● **THE RECORDS**
-----
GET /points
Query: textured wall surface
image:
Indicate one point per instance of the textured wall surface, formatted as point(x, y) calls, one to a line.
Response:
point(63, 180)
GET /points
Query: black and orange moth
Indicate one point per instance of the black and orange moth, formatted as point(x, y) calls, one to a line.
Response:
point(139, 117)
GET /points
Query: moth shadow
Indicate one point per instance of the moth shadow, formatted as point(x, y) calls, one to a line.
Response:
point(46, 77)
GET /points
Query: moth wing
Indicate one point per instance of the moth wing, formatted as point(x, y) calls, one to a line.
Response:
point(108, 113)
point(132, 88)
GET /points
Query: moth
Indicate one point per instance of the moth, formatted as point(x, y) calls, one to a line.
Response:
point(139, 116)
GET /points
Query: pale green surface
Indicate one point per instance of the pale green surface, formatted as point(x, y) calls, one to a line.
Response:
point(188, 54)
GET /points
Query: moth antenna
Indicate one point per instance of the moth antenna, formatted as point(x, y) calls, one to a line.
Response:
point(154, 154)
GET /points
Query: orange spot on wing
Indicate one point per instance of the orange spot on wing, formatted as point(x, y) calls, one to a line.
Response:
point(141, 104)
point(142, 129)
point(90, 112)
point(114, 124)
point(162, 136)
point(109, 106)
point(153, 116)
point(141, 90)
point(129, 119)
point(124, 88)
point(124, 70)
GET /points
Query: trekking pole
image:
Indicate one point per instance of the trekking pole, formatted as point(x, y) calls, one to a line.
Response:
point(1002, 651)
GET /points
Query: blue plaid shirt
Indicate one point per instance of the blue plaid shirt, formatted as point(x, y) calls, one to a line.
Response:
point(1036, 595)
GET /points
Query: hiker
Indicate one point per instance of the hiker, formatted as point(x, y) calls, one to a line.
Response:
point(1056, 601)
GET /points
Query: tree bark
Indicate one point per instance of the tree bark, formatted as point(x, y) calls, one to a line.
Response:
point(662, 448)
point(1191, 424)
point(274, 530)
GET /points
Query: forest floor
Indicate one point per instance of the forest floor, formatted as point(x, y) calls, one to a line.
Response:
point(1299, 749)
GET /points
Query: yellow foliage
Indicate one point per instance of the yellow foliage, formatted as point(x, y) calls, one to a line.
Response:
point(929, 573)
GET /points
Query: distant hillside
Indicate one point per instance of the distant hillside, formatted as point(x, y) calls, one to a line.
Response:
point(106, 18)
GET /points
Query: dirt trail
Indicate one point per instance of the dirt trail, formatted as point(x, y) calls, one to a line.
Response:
-----
● **WHAT TO DO**
Format all of the lines above as a JSON list of strings, with each line as its own string and any blank lines left out.

● **RESPONSE BELOW**
[
  "GET /points",
  "Query: textured wall surface",
  "image:",
  "Indicate one point per instance of the textured wall surface, formatted as point(x, y) calls, one to a line.",
  "Response:",
  "point(63, 180)",
  "GET /points",
  "Query: black and orange moth",
  "Indicate one point per instance of the black and orange moth, formatted as point(x, y) calls, one to a line.",
  "Response:",
  "point(139, 117)",
  "GET /points",
  "Query: moth shadow",
  "Indicate one point per instance of the moth shadow, formatted as point(x, y) calls, one to a line.",
  "Response:",
  "point(46, 77)",
  "GET /points",
  "Query: moth wing",
  "Indicate one point per instance of the moth wing, formatted as point(x, y) calls, one to a line.",
  "Response:",
  "point(108, 113)",
  "point(132, 88)",
  "GET /points",
  "Query: moth",
  "Indicate one point per instance of the moth, formatted as point(x, y) calls, one to a line.",
  "Response:",
  "point(139, 116)",
  "GET /points",
  "Query: pale green surface",
  "Indicate one point per instance of the pale green surface, formatted as point(x, y) calls, one to a line.",
  "Response:",
  "point(188, 54)",
  "GET /points",
  "Query: moth antenna",
  "Indicate one point per instance of the moth antenna, formatted as point(x, y) calls, one to a line.",
  "Response:",
  "point(154, 154)",
  "GET /points",
  "Query: orange spot on wing",
  "Indicate one point per instance of the orange spot on wing, formatted as point(x, y) calls, one to a line.",
  "Response:",
  "point(141, 104)",
  "point(142, 129)",
  "point(90, 112)",
  "point(114, 124)",
  "point(162, 136)",
  "point(109, 106)",
  "point(153, 116)",
  "point(141, 90)",
  "point(129, 119)",
  "point(124, 88)",
  "point(124, 70)",
  "GET /points",
  "Query: trekking pole",
  "image:",
  "Indicate one point per instance of the trekking pole, formatted as point(x, y) calls, one to a line.",
  "Response:",
  "point(1002, 651)",
  "GET /points",
  "Query: blue plaid shirt",
  "Indicate one point per instance of the blue plaid shirt, formatted as point(x, y) calls, one to a line.",
  "Response:",
  "point(1036, 595)",
  "GET /points",
  "Query: hiker",
  "Indicate one point per instance of the hiker, formatted as point(x, y) calls, one to a line.",
  "Response:",
  "point(1056, 601)",
  "GET /points",
  "Query: tree bark",
  "Indicate one point per instance of the tree bark, formatted as point(x, y) calls, one to a line.",
  "Response:",
  "point(662, 448)",
  "point(1191, 424)",
  "point(274, 530)",
  "GET /points",
  "Query: forest floor",
  "Indicate one point per instance of the forest floor, formatted as point(x, y) calls, one to a line.",
  "Response:",
  "point(1299, 749)",
  "GET /points",
  "Query: yellow foliage",
  "Indicate one point per instance of the yellow foliage, formatted as point(x, y) calls, one to a line.",
  "Response:",
  "point(929, 573)",
  "GET /points",
  "Query: distant hillside",
  "Indicate one point per instance of the distant hillside, formatted as point(x, y) calls, one to a line.",
  "Response:",
  "point(106, 18)",
  "GET /points",
  "Query: dirt trail",
  "Indicate one point per instance of the dirt trail, formatted as point(x, y) calls, one to a line.",
  "Response:"
]